TASK — Print the data verbatim. Leave every image out.
# # # # #
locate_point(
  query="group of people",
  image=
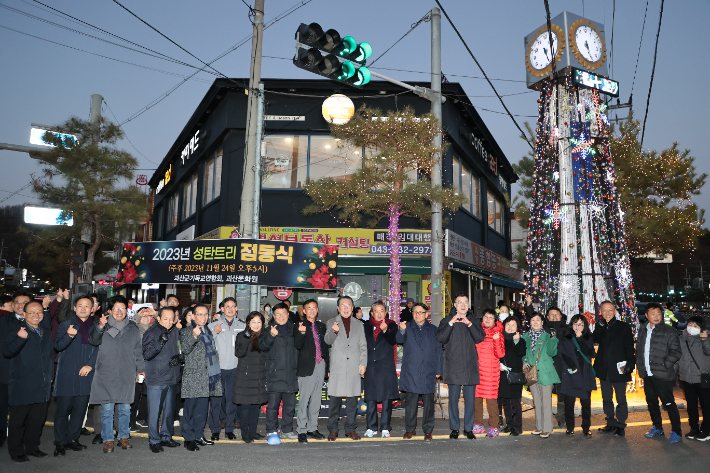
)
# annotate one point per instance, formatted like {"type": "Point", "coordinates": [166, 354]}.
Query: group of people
{"type": "Point", "coordinates": [225, 370]}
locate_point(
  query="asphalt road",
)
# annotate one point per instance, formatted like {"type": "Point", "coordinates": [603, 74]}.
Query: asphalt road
{"type": "Point", "coordinates": [559, 453]}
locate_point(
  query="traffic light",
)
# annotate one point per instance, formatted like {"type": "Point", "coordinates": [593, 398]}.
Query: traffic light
{"type": "Point", "coordinates": [329, 55]}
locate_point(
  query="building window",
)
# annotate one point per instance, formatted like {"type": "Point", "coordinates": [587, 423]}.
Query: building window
{"type": "Point", "coordinates": [189, 197]}
{"type": "Point", "coordinates": [331, 158]}
{"type": "Point", "coordinates": [213, 178]}
{"type": "Point", "coordinates": [172, 211]}
{"type": "Point", "coordinates": [495, 213]}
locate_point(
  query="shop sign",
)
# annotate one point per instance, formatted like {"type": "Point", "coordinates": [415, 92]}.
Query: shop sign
{"type": "Point", "coordinates": [252, 262]}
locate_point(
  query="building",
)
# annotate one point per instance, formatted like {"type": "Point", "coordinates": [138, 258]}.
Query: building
{"type": "Point", "coordinates": [198, 188]}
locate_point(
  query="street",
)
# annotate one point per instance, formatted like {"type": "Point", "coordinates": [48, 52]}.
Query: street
{"type": "Point", "coordinates": [559, 453]}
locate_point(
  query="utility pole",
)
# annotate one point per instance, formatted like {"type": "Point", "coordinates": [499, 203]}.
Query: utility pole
{"type": "Point", "coordinates": [254, 290]}
{"type": "Point", "coordinates": [246, 211]}
{"type": "Point", "coordinates": [437, 247]}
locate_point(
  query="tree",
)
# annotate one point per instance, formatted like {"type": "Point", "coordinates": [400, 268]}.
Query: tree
{"type": "Point", "coordinates": [655, 192]}
{"type": "Point", "coordinates": [92, 182]}
{"type": "Point", "coordinates": [398, 145]}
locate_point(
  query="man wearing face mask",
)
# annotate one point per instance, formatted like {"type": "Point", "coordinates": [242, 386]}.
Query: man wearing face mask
{"type": "Point", "coordinates": [613, 366]}
{"type": "Point", "coordinates": [555, 324]}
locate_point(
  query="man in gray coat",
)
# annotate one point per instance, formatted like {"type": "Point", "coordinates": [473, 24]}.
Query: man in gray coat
{"type": "Point", "coordinates": [225, 341]}
{"type": "Point", "coordinates": [118, 365]}
{"type": "Point", "coordinates": [348, 361]}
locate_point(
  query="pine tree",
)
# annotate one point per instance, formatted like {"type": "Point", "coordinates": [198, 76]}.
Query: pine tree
{"type": "Point", "coordinates": [397, 145]}
{"type": "Point", "coordinates": [92, 182]}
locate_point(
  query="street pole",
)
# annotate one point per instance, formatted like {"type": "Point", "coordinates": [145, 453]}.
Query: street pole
{"type": "Point", "coordinates": [246, 211]}
{"type": "Point", "coordinates": [254, 290]}
{"type": "Point", "coordinates": [437, 249]}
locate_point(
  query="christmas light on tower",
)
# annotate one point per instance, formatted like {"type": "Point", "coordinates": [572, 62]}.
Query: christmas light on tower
{"type": "Point", "coordinates": [577, 250]}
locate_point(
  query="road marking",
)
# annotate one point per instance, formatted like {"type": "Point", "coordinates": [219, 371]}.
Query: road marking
{"type": "Point", "coordinates": [395, 439]}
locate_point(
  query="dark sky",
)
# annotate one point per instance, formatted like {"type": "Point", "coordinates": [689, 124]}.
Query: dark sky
{"type": "Point", "coordinates": [46, 83]}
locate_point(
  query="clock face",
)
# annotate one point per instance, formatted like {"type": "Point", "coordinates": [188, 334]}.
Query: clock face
{"type": "Point", "coordinates": [589, 43]}
{"type": "Point", "coordinates": [540, 54]}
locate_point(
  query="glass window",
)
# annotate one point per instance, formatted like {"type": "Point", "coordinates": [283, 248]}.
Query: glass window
{"type": "Point", "coordinates": [189, 197]}
{"type": "Point", "coordinates": [212, 178]}
{"type": "Point", "coordinates": [285, 161]}
{"type": "Point", "coordinates": [333, 159]}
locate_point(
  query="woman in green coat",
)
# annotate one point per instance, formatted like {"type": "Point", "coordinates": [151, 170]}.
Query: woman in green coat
{"type": "Point", "coordinates": [541, 347]}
# # # # #
RESPONSE TO THE EXERCISE —
locate_point(
  query="group of people",
  image=
)
# annotate one point per instance, formatted like {"type": "Point", "coordinates": [166, 354]}.
Query: group of people
{"type": "Point", "coordinates": [225, 370]}
locate_point(
  query="asphalt road",
)
# annotate one point per instance, formatted like {"type": "Point", "coordinates": [603, 74]}.
Query: asphalt road
{"type": "Point", "coordinates": [559, 453]}
locate_point(
  query="traffic light",
)
# annotate one point per instance, formatted like {"type": "Point", "coordinates": [593, 398]}.
Query: traffic light
{"type": "Point", "coordinates": [329, 55]}
locate_point(
  query="building window",
)
# annotate one point per instance, formatted like {"type": "Point", "coordinates": [587, 423]}.
Query: building window
{"type": "Point", "coordinates": [189, 197]}
{"type": "Point", "coordinates": [331, 158]}
{"type": "Point", "coordinates": [213, 178]}
{"type": "Point", "coordinates": [172, 211]}
{"type": "Point", "coordinates": [495, 213]}
locate_point(
  query="shop sign",
)
# annotate one point per instance, formatted like {"type": "Point", "coordinates": [415, 92]}.
Query: shop sign
{"type": "Point", "coordinates": [252, 262]}
locate_point(
  query="building",
)
# annotate one point per instance, formatted like {"type": "Point", "coordinates": [138, 258]}.
Query: building
{"type": "Point", "coordinates": [198, 188]}
locate_point(
  query="street",
)
# annotate one point per instance, formatted like {"type": "Point", "coordinates": [48, 52]}.
Query: street
{"type": "Point", "coordinates": [559, 453]}
locate_point(
  query="utility pole",
)
# annotate one point per instance, formatted like {"type": "Point", "coordinates": [499, 203]}.
Query: utility pole
{"type": "Point", "coordinates": [254, 290]}
{"type": "Point", "coordinates": [246, 211]}
{"type": "Point", "coordinates": [437, 247]}
locate_point(
  query="tree",
)
# annotate one point per instance, formatted like {"type": "Point", "coordinates": [400, 268]}.
Query: tree
{"type": "Point", "coordinates": [655, 192]}
{"type": "Point", "coordinates": [92, 182]}
{"type": "Point", "coordinates": [398, 145]}
locate_point(
  query="man wearing face mask",
)
# annotate one point per instance, formatted like {"type": "Point", "coordinates": [242, 386]}.
Query: man wearing face mask
{"type": "Point", "coordinates": [613, 366]}
{"type": "Point", "coordinates": [555, 324]}
locate_point(
  query="man in gray coat",
)
# annotate one point per instance, formatted like {"type": "Point", "coordinates": [473, 24]}.
Query: man in gray coat
{"type": "Point", "coordinates": [225, 341]}
{"type": "Point", "coordinates": [118, 365]}
{"type": "Point", "coordinates": [348, 361]}
locate_point(
  query="pine tree",
)
# annotate one point per instance, formatted like {"type": "Point", "coordinates": [198, 76]}.
Query: pine tree
{"type": "Point", "coordinates": [397, 145]}
{"type": "Point", "coordinates": [92, 182]}
locate_point(
  query="street pole",
)
# annotate one point per instance, formatted like {"type": "Point", "coordinates": [145, 453]}.
Query: street pole
{"type": "Point", "coordinates": [246, 211]}
{"type": "Point", "coordinates": [254, 290]}
{"type": "Point", "coordinates": [437, 249]}
locate_point(
  query="christmas light on tower",
)
# annotate one point per instance, formatted like {"type": "Point", "coordinates": [572, 62]}.
Query: christmas light on tower
{"type": "Point", "coordinates": [577, 250]}
locate_point(
  query="road marking",
)
# annotate one point per instance, formatted like {"type": "Point", "coordinates": [219, 371]}.
Query: road marking
{"type": "Point", "coordinates": [395, 439]}
locate_point(
  query="dark sky",
)
# annotate one point per instance, formatted like {"type": "Point", "coordinates": [689, 124]}.
Query: dark sky
{"type": "Point", "coordinates": [46, 83]}
locate_point(
  query="clock face",
)
# annotate one point per instance, formatted like {"type": "Point", "coordinates": [188, 334]}.
Query: clock face
{"type": "Point", "coordinates": [589, 43]}
{"type": "Point", "coordinates": [540, 54]}
locate_point(
  query="glass window",
)
# annotate one point per instance, formatted like {"type": "Point", "coordinates": [283, 248]}.
Query: glass window
{"type": "Point", "coordinates": [189, 197]}
{"type": "Point", "coordinates": [212, 178]}
{"type": "Point", "coordinates": [285, 161]}
{"type": "Point", "coordinates": [333, 159]}
locate_point(
  query="woman in green coat",
)
# annotate one point per instance, formatted like {"type": "Point", "coordinates": [151, 170]}.
Query: woman in green coat
{"type": "Point", "coordinates": [541, 347]}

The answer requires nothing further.